(Stored data)
BEGIN
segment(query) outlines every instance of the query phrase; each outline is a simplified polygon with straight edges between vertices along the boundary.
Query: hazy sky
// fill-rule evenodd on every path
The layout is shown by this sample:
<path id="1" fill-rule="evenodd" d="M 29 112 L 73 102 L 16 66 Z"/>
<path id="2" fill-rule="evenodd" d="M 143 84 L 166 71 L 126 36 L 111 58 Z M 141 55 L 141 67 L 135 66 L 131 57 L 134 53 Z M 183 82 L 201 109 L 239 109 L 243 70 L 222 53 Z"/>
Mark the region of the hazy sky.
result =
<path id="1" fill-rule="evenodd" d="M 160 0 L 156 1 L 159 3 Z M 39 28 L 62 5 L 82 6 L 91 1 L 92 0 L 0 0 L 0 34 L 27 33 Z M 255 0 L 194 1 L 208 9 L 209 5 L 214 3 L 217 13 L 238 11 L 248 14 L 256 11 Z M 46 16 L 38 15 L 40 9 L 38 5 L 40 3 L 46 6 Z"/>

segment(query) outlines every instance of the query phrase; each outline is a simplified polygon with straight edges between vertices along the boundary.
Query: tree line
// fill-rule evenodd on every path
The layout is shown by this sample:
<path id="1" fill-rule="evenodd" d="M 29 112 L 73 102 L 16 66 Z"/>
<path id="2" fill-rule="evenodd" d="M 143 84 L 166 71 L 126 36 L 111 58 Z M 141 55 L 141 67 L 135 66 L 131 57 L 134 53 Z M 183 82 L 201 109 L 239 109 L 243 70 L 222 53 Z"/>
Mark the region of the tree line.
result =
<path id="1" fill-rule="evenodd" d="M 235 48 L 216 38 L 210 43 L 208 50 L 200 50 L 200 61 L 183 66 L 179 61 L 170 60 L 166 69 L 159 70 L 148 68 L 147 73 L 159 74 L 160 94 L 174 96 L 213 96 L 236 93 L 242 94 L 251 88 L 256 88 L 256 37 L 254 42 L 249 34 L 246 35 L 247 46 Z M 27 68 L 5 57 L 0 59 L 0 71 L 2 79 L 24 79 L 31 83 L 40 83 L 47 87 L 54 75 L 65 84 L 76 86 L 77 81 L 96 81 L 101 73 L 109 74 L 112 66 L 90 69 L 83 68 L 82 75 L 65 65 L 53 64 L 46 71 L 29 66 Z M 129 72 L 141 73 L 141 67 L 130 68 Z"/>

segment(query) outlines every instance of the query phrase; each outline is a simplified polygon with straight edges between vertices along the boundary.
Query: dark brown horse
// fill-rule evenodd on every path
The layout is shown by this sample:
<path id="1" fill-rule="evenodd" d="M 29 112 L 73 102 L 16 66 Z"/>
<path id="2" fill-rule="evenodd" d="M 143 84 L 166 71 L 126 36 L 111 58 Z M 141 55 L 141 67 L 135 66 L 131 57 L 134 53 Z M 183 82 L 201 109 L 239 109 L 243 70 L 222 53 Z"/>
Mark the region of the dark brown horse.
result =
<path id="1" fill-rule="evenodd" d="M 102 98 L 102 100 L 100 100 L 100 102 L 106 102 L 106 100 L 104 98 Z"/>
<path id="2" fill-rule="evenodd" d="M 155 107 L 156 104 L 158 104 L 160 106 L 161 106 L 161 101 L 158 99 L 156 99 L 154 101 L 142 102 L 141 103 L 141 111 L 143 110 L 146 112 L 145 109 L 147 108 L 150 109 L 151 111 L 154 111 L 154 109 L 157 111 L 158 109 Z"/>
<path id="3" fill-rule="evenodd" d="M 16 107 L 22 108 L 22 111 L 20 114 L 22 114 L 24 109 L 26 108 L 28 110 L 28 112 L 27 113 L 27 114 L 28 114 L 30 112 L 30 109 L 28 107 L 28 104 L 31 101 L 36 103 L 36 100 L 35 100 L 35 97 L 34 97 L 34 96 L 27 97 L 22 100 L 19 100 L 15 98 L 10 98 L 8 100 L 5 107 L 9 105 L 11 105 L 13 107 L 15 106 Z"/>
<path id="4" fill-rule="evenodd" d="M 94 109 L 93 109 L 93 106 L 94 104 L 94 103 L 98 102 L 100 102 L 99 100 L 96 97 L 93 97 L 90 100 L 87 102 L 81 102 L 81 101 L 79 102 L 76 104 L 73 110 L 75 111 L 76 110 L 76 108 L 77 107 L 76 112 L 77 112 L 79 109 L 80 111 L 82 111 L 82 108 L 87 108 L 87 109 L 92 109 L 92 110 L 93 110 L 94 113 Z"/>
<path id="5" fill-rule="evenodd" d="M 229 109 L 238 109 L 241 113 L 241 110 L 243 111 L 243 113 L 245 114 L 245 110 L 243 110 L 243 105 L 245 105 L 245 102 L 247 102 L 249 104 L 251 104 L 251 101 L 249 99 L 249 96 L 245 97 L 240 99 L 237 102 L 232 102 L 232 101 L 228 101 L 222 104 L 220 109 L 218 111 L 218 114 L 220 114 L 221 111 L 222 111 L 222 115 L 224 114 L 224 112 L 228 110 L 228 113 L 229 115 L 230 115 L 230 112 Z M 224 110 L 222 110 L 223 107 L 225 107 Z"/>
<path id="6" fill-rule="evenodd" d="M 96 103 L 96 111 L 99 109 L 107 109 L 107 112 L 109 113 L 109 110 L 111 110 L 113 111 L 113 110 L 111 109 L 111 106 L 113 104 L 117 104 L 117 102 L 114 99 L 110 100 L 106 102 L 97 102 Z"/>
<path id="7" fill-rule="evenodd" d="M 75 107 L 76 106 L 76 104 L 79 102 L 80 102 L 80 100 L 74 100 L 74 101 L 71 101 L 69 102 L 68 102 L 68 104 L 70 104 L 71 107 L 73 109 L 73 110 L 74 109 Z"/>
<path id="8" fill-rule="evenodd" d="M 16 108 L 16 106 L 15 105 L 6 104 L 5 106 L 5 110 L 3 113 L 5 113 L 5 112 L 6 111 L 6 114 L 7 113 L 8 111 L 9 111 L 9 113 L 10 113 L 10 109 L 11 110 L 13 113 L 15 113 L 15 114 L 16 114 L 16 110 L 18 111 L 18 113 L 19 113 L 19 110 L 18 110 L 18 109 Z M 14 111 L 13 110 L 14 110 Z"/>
END
» What you need to do
Copy every item above word for word, keeping each line unchanged.

» Answer to the problem
segment(query) outlines every instance of the query phrase; each outline is a simplified polygon with straight edges between vertices along the boundary.
Query: hazy sky
// fill-rule evenodd on every path
The layout is shown by this sample:
<path id="1" fill-rule="evenodd" d="M 29 112 L 73 102 L 16 66 Z"/>
<path id="2" fill-rule="evenodd" d="M 143 84 L 166 71 L 126 36 L 111 58 Z M 141 55 L 141 67 L 135 66 L 131 57 L 134 53 Z M 183 82 L 201 109 L 239 109 L 243 70 L 222 53 Z"/>
Mark the region of the hazy sky.
result =
<path id="1" fill-rule="evenodd" d="M 160 0 L 156 1 L 159 3 Z M 39 28 L 62 5 L 82 6 L 91 1 L 92 0 L 0 0 L 0 34 L 27 33 Z M 255 0 L 194 1 L 208 9 L 209 5 L 214 3 L 217 13 L 238 11 L 248 14 L 256 11 Z M 46 16 L 38 15 L 40 9 L 38 5 L 40 3 L 46 6 Z"/>

segment(query) outlines every instance of the query phrase; each outline is a simplified polygon with straight edges between vertices along the boundary.
Query: tree line
// fill-rule evenodd on every path
The layout is shown by this sample:
<path id="1" fill-rule="evenodd" d="M 29 112 L 73 102 L 16 66 Z"/>
<path id="2" fill-rule="evenodd" d="M 143 84 L 166 71 L 126 36 L 111 58 Z M 141 55 L 141 67 L 135 66 L 131 57 L 134 53 Z M 183 82 L 201 109 L 239 109 L 243 70 L 222 53 Z"/>
Mark the region of the tree line.
result =
<path id="1" fill-rule="evenodd" d="M 235 48 L 216 38 L 210 43 L 208 50 L 200 50 L 200 61 L 183 66 L 179 61 L 170 60 L 166 69 L 159 70 L 148 68 L 147 73 L 159 74 L 160 94 L 174 96 L 213 96 L 236 93 L 242 94 L 251 88 L 256 88 L 256 37 L 254 42 L 249 34 L 246 35 L 247 46 Z M 27 68 L 5 57 L 0 59 L 0 71 L 2 79 L 24 79 L 31 83 L 40 83 L 47 87 L 54 75 L 65 84 L 76 86 L 77 81 L 96 81 L 101 73 L 109 74 L 112 66 L 90 69 L 83 68 L 82 75 L 65 65 L 53 64 L 46 71 L 29 66 Z M 129 72 L 141 73 L 141 67 L 130 68 Z"/>

segment(query) outlines every instance of the query phrase; each outline is a simplified polygon with straight edges between vertices along the boundary.
Query: dark brown horse
// fill-rule evenodd on every path
The layout is shown by this sample:
<path id="1" fill-rule="evenodd" d="M 29 112 L 73 102 L 16 66 Z"/>
<path id="2" fill-rule="evenodd" d="M 143 84 L 166 71 L 126 36 L 111 58 Z M 141 55 L 141 67 L 135 66 L 131 57 L 134 53 Z M 183 82 L 201 109 L 239 109 L 243 70 L 222 53 Z"/>
Mark the region of the dark brown horse.
result =
<path id="1" fill-rule="evenodd" d="M 102 98 L 102 100 L 100 100 L 100 102 L 106 102 L 106 100 L 104 98 Z"/>
<path id="2" fill-rule="evenodd" d="M 155 107 L 156 104 L 158 104 L 160 106 L 161 106 L 161 101 L 158 99 L 156 99 L 154 101 L 142 102 L 141 103 L 141 111 L 143 110 L 146 112 L 145 109 L 147 108 L 150 109 L 151 111 L 154 111 L 154 109 L 157 111 L 158 109 Z"/>
<path id="3" fill-rule="evenodd" d="M 16 107 L 22 108 L 22 111 L 20 114 L 22 114 L 24 109 L 26 108 L 28 110 L 28 112 L 27 113 L 27 114 L 28 114 L 30 112 L 30 109 L 28 107 L 28 104 L 31 101 L 36 103 L 36 100 L 35 100 L 35 97 L 34 97 L 34 96 L 27 97 L 22 100 L 19 100 L 15 98 L 10 98 L 8 100 L 5 107 L 9 105 L 11 105 L 13 107 L 15 106 Z"/>
<path id="4" fill-rule="evenodd" d="M 94 109 L 93 109 L 93 106 L 94 104 L 94 103 L 98 102 L 100 102 L 99 100 L 96 97 L 93 97 L 90 100 L 87 102 L 81 102 L 81 101 L 79 102 L 76 104 L 73 110 L 75 111 L 76 110 L 76 108 L 77 107 L 76 112 L 77 112 L 79 109 L 80 111 L 82 111 L 82 108 L 87 108 L 87 109 L 92 109 L 92 110 L 93 110 L 94 113 Z"/>
<path id="5" fill-rule="evenodd" d="M 229 109 L 238 109 L 241 113 L 241 110 L 243 111 L 243 113 L 245 114 L 245 110 L 243 110 L 243 105 L 245 105 L 245 102 L 247 102 L 249 104 L 251 104 L 251 101 L 249 99 L 249 96 L 245 97 L 240 99 L 237 102 L 232 102 L 232 101 L 228 101 L 222 104 L 220 109 L 218 111 L 218 114 L 220 114 L 221 111 L 222 111 L 222 115 L 224 114 L 224 112 L 228 110 L 228 113 L 229 115 L 230 115 L 230 112 Z M 224 110 L 222 110 L 223 107 L 225 107 Z"/>
<path id="6" fill-rule="evenodd" d="M 96 103 L 96 111 L 99 109 L 107 109 L 107 112 L 109 113 L 109 110 L 111 110 L 113 111 L 113 110 L 111 109 L 111 106 L 113 104 L 117 104 L 117 102 L 114 99 L 110 100 L 106 102 L 97 102 Z"/>
<path id="7" fill-rule="evenodd" d="M 75 107 L 76 106 L 76 104 L 79 102 L 80 102 L 80 100 L 74 100 L 74 101 L 71 101 L 69 102 L 68 102 L 68 104 L 70 104 L 71 107 L 73 109 L 73 110 L 74 109 Z"/>
<path id="8" fill-rule="evenodd" d="M 16 108 L 16 106 L 15 105 L 6 104 L 5 106 L 5 110 L 3 113 L 5 113 L 5 112 L 6 111 L 6 114 L 7 113 L 8 111 L 9 111 L 9 113 L 10 113 L 10 109 L 11 110 L 13 113 L 15 113 L 15 114 L 16 114 L 16 110 L 18 111 L 18 113 L 19 113 L 19 110 L 18 110 L 18 109 Z M 14 111 L 13 110 L 14 110 Z"/>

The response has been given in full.